## Direction
Reproduce the material word for word, beginning with the line that contains "Where can you spot the silver car's door" and continuing through the last line of the material.
⟨
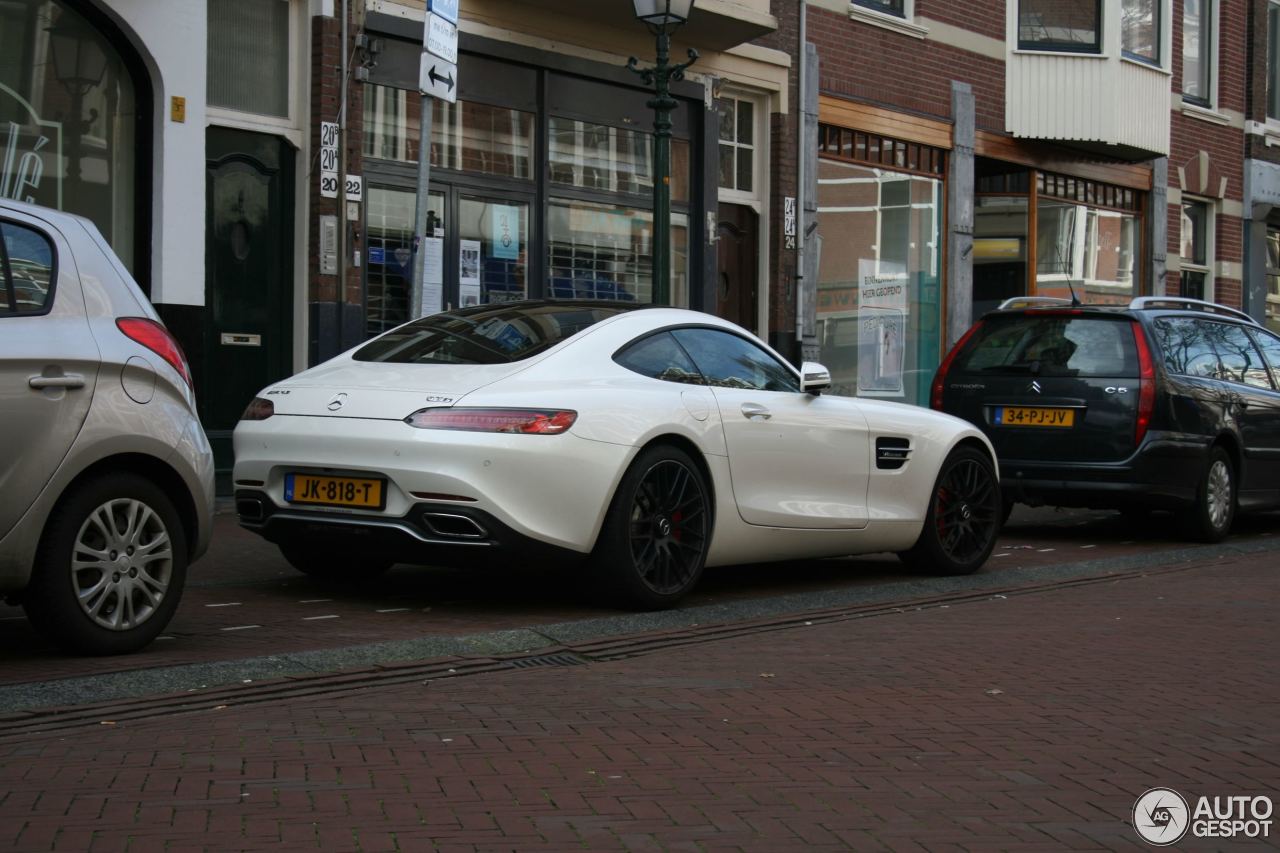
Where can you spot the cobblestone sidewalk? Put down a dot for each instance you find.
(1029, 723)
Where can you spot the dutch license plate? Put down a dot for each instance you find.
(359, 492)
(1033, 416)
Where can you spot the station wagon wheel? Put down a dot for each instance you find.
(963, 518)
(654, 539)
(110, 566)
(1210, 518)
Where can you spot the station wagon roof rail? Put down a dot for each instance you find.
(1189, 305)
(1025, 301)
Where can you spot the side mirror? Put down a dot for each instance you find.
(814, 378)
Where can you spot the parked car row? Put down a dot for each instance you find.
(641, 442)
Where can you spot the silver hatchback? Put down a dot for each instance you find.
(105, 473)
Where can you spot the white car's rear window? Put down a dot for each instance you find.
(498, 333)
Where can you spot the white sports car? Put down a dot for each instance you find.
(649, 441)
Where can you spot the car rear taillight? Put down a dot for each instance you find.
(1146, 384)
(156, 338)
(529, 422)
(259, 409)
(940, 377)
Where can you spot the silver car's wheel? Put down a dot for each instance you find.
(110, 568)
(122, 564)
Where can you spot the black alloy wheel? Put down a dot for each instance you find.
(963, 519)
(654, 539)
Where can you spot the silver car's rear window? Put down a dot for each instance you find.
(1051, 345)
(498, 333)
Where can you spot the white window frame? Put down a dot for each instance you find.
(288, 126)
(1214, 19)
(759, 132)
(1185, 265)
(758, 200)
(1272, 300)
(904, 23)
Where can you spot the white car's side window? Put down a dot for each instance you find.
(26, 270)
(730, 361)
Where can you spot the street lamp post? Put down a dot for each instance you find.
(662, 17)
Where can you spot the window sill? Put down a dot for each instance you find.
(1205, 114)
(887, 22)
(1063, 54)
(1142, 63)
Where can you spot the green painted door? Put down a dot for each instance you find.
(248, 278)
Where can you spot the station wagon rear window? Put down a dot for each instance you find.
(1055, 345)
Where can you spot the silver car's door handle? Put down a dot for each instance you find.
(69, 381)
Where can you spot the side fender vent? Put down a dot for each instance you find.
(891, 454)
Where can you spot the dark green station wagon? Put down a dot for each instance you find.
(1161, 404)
⟩
## Task answer
Where can you spot the silver car's door handle? Put down a dot for each instance you find.
(69, 381)
Where can you spot the side fender vent? Put down a dot for each instance you find.
(891, 454)
Where can you spot the dark green station wagon? Put down a dot for each instance you find.
(1161, 404)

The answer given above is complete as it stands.